= Supplied text =

◇ ◇ ◇ ◇ ◇ ◇ ◇

Reducing erosion, ameliorating stress, resisting invasion: Roles for soil organisms in ecological restoration

Background/Question/Methods

Historically, ecological restoration has been focused on applied vascular plant succession. In dryland ecosystems such as those of the Colorado Plateau, the influence of plants upon the larger ecosystem is spatially discontinuous and represents only a portion of the system requiring ameliorative efforts. We assert that, in drylands where plant cover is limited, soil communities and processes are the foundation of terrestrial ecosystems and thus should be a focal point in ecological restoration activities. In this synthesis of our observational and experimental work in semi-arid regions of the USA, we pose the questions: (1) which roles might soil biota play in ecological restoration? (2) which groups of soil biota will play them? and (3) how might these different biota be manipulated in an ecological restoration context?

Results/Conclusions

We highlight three pathways by which soil organisms might promote ecosystem function and resilience and show promise as restoration materials or tools. 1. To be resilient in the face of climate change, an ecosystem must be able to retain resources such as soil fertility and moisture. Erodibility and hydrology are very strongly influenced by the characteristics of biological soil crusts (biocrusts) on the Colorado Plateau. These communities can and have been restored; improvement of culture, production and delivery techniques for biocrust cyanobacteria and mosses are key to their adaptation as future restoration tools. 2. Arbuscular mycorrhizal fungi (AMF) are plant root symbionts, enhancing nutrient and water status of most Colorado Plateau plants. Co-adaptation of plants and AMF communities may also be a mechanism by which plants adapt to their local soil and climatic environment. As climate change introduces novel environments, assisted migration of both plant ecotypes and their co-adapted fungi may become important. Management practices that enhance native AMF communities have the potential to promote soil stability, enhance native plant establishment and resist invasion of certain non-native plant species. 3. Invasion by nitrophilic exotic annual grasses such as Bromus tectorum is a common syndrome that can result in altered fire cycles and reduced native plant performance. Addition of carbon substrates stimulates soil bacterial and fungal communities, immobilizing nitrogen and removing a competitive advantage from B. tectorum. These three examples illustrate ways in which a plant and soil focused approach to ecological restoration may ultimately improve on-the-ground success and assist restoration practitioners in responding to future uncertainties associated with climate change.

◇ ◇ ◇ ◇ ◇ ◇ ◇

= Apply what you read =
(a) Translate this sentence from the soil restoration abstract into Spanish: "Arbuscular mycorrhizal fungi (AMF) are plant root symbionts, enhancing nutrient and water status of most Colorado Plateau plants."
(b) Set down word for word the part of the soil restoration abstract from "Historically, ecological restoration" up to and including "ecological restoration context?".
The entries after this point are separate material, unrelated to the soil restoration abstract.

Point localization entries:
◇ ◇ ◇ ◇ ◇ ◇ ◇

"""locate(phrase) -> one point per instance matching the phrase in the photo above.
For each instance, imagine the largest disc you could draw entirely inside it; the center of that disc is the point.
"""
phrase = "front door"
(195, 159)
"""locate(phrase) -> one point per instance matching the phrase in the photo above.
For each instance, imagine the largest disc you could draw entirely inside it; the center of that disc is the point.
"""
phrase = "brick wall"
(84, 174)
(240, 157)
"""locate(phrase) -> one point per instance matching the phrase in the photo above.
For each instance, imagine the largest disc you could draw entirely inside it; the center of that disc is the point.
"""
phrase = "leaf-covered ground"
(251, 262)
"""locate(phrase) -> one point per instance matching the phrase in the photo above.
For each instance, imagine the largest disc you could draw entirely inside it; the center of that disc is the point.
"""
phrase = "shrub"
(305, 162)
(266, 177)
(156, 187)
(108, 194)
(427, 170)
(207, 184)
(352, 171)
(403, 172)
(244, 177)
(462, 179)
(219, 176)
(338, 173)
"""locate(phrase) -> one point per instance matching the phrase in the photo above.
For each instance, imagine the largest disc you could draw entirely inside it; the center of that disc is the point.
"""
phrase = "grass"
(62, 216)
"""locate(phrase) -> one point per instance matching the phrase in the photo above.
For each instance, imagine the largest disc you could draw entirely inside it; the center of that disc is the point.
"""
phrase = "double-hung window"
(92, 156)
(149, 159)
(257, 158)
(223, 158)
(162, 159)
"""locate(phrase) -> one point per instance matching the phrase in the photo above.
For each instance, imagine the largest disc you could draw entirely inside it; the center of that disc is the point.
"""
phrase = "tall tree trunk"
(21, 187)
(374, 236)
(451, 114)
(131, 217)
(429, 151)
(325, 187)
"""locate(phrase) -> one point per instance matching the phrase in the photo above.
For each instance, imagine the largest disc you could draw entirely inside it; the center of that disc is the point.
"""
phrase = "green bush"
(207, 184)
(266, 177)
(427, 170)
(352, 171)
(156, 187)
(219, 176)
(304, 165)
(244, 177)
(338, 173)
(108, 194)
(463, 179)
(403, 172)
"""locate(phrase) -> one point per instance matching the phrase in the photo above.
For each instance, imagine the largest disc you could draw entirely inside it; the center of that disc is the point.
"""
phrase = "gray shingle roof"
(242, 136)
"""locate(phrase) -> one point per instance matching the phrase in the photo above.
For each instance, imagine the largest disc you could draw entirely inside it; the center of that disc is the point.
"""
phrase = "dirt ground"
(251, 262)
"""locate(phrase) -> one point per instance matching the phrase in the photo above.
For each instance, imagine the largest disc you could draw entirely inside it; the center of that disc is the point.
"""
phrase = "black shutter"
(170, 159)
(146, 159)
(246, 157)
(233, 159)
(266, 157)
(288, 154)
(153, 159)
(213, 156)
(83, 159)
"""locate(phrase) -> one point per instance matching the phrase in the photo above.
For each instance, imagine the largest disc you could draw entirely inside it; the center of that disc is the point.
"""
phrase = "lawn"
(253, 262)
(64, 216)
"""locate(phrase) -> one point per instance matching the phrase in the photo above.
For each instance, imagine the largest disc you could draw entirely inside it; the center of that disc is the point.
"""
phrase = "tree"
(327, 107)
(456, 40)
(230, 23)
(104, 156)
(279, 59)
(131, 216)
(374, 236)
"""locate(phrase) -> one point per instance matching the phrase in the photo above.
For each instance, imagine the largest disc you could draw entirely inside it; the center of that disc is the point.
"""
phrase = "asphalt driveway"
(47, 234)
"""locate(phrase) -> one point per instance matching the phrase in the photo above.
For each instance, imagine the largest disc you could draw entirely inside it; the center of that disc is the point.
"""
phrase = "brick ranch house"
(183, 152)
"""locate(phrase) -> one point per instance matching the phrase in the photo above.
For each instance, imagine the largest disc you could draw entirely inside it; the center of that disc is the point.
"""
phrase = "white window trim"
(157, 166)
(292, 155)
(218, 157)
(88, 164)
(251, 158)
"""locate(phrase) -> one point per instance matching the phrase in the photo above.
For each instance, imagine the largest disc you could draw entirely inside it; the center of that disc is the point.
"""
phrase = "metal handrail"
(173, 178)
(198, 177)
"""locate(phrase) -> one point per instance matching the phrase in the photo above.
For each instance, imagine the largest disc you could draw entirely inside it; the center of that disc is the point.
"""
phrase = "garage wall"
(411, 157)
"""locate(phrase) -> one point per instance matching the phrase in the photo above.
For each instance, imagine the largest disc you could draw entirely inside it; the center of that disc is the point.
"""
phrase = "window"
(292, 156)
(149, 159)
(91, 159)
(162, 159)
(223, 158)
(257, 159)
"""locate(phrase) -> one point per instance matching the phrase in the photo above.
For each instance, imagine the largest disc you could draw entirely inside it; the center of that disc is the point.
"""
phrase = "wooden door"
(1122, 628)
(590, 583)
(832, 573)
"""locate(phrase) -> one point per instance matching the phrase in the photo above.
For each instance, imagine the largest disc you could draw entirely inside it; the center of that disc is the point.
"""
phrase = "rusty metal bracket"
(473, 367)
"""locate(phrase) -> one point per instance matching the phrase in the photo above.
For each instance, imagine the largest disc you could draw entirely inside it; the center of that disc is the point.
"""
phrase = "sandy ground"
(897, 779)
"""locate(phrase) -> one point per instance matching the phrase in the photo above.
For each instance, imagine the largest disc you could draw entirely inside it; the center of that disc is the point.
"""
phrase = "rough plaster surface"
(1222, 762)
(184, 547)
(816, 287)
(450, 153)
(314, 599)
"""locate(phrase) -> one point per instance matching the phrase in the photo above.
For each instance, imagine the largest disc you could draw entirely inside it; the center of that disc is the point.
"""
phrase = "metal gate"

◇ ◇ ◇ ◇ ◇ ◇ ◇

= Answers for each item =
(a) Los hongos micorrícicos arbusculares (AMF) son simbiontes de las raíces de las plantas que mejoran el estado nutricional e hídrico de la mayoría de las plantas de la meseta del Colorado.

(b)
Historically, ecological restoration has been focused on applied vascular plant succession. In dryland ecosystems such as those of the Colorado Plateau, the influence of plants upon the larger ecosystem is spatially discontinuous and represents only a portion of the system requiring ameliorative efforts. We assert that, in drylands where plant cover is limited, soil communities and processes are the foundation of terrestrial ecosystems and thus should be a focal point in ecological restoration activities. In this synthesis of our observational and experimental work in semi-arid regions of the USA, we pose the questions: (1) which roles might soil biota play in ecological restoration? (2) which groups of soil biota will play them? and (3) how might these different biota be manipulated in an ecological restoration context?